### What to produce
Would you retype the whole listing exactly, leaving its pictures out?

________________________________________

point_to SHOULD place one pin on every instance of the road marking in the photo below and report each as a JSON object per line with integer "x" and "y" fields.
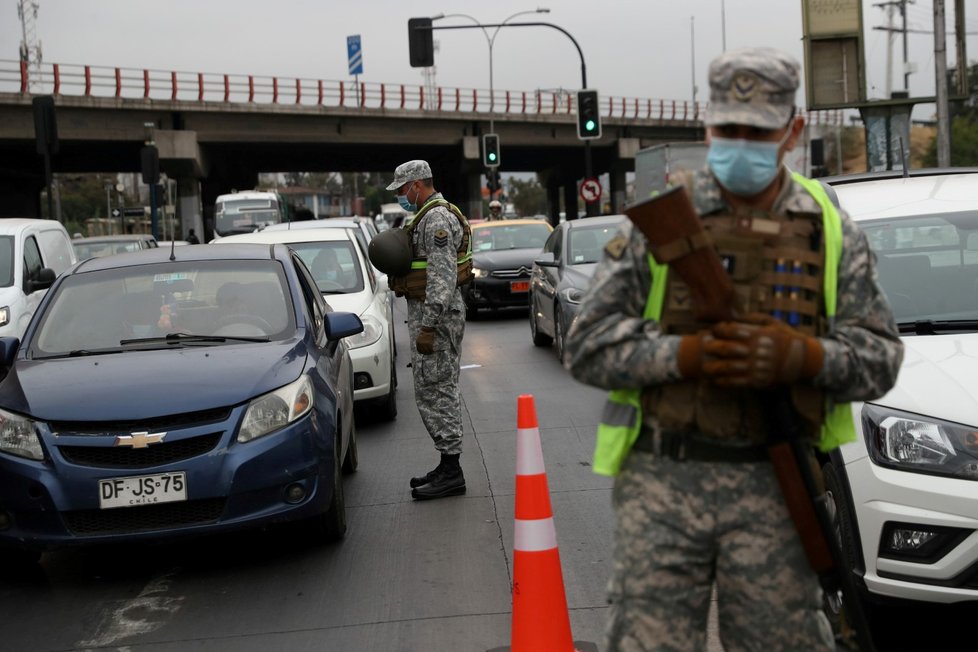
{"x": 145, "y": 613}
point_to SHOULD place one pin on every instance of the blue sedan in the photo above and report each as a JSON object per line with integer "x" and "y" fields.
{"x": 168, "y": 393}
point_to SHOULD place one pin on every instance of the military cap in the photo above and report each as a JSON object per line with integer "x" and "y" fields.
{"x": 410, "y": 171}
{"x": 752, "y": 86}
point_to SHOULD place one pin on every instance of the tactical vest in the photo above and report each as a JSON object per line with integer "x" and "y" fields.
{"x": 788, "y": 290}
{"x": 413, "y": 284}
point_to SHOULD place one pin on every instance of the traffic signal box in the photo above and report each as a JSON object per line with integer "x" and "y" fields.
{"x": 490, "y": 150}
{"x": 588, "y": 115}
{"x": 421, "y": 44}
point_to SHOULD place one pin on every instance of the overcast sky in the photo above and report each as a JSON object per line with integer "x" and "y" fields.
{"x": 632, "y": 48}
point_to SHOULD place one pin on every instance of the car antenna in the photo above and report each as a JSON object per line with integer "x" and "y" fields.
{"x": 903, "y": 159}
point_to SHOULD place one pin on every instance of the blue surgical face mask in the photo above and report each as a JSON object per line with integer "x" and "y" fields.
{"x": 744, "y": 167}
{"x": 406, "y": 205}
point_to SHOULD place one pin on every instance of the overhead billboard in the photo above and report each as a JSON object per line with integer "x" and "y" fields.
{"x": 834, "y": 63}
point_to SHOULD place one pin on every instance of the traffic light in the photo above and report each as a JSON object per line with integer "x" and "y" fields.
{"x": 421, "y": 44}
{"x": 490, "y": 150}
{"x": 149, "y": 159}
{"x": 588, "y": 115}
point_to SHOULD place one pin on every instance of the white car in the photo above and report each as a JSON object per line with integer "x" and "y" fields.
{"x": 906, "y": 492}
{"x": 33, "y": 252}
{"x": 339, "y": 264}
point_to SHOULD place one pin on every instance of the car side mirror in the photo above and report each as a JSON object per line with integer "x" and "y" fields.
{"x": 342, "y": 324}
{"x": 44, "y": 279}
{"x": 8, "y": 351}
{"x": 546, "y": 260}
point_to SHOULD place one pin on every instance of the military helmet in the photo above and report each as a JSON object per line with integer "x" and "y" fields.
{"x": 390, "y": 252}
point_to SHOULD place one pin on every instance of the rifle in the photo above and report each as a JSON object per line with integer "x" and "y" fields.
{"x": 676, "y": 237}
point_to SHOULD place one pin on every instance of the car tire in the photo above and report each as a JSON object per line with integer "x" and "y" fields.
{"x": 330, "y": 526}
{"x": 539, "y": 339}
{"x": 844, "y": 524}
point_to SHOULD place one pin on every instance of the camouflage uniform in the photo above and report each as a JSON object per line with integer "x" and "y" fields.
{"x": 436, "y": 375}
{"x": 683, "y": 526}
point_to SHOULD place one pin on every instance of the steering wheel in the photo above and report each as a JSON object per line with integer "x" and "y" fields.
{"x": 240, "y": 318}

________________________________________

### Task answer
point_to SHOULD place one pin on every instance of the road marking in the photo below and report each as a JSON object per line with integer "x" and "y" fields.
{"x": 145, "y": 613}
point_to SHOULD place one pin on every instance of the blue sedan in the photo above and report each as a JSON object per line with integer "x" and "y" fields.
{"x": 168, "y": 393}
point_to SHOULD place one pin on every instance of the military cap in the photo above and report each as a JSON object per line with integer "x" and "y" fields.
{"x": 410, "y": 171}
{"x": 752, "y": 86}
point_to SHOULD place one pin on every instance of the tactical vest in the photo above and report each as a JSON object per line with integer "x" and "y" fields.
{"x": 788, "y": 290}
{"x": 413, "y": 284}
point_to SHOULD place one pin on every instance of the traffic signal box in the photo above and report each as a JSON object per line with integer "x" and "y" fields.
{"x": 490, "y": 150}
{"x": 588, "y": 115}
{"x": 421, "y": 44}
point_to SHOULD place one pin on every instance of the overcast sky in the photo above and report each as a JSON object per line with integer "x" and "y" fields.
{"x": 632, "y": 48}
point_to SHOULD place one pin on every instance of the car antenna in the photo above and report each as a JSON object per line with integer "x" and "y" fields.
{"x": 903, "y": 159}
point_to SHOULD place one pin on every instance of the blue surgical face mask in the photo above and report each as a JSON object per line with integer "x" and "y" fields.
{"x": 744, "y": 167}
{"x": 406, "y": 205}
point_to SHOULD place one pin on every instance of the overhead billboard in the photo above and report each as a JSON object per line with integer "x" and "y" fields.
{"x": 834, "y": 63}
point_to SHOULD place one pin on every instance of the traffic light in the photo above and report each as a JSON object per line with integer "x" and "y" fields.
{"x": 421, "y": 44}
{"x": 490, "y": 150}
{"x": 149, "y": 159}
{"x": 588, "y": 115}
point_to SHOULD place one pin on every instance of the white car in the photo above and report each as a JSON object per line with integer "x" and "y" fields.
{"x": 906, "y": 492}
{"x": 33, "y": 252}
{"x": 339, "y": 264}
point_to SHOULD place one pin on every instance of the car side mirror in the photo above and report each as a JSON object per line with integer "x" and "y" fields.
{"x": 342, "y": 324}
{"x": 44, "y": 279}
{"x": 8, "y": 351}
{"x": 546, "y": 260}
point_to SHOULD place one pin on every instance of the military helmet in the photo above and report each as a JSON object per line with integer "x" and "y" fields.
{"x": 390, "y": 252}
point_to SHOULD place one pin on every instance of the rifle in the photo above and report each as a JSON object per line with integer "x" and "y" fields.
{"x": 676, "y": 237}
point_to SHOULD place one pin on every instance of the car tire in the photo above and report each as a JSON object per line with integer "x" and "y" fields.
{"x": 330, "y": 526}
{"x": 539, "y": 339}
{"x": 844, "y": 524}
point_to SHOULD place one pin on every instance of the camouflage uniform in the photo above and report each as a JSON object per line with integer "x" and "y" fields.
{"x": 436, "y": 375}
{"x": 683, "y": 526}
point_to SHOULD place one pin on every instance of the steering wheel in the photo above and report each as a JSON object per line with integer "x" and "y" fields.
{"x": 240, "y": 318}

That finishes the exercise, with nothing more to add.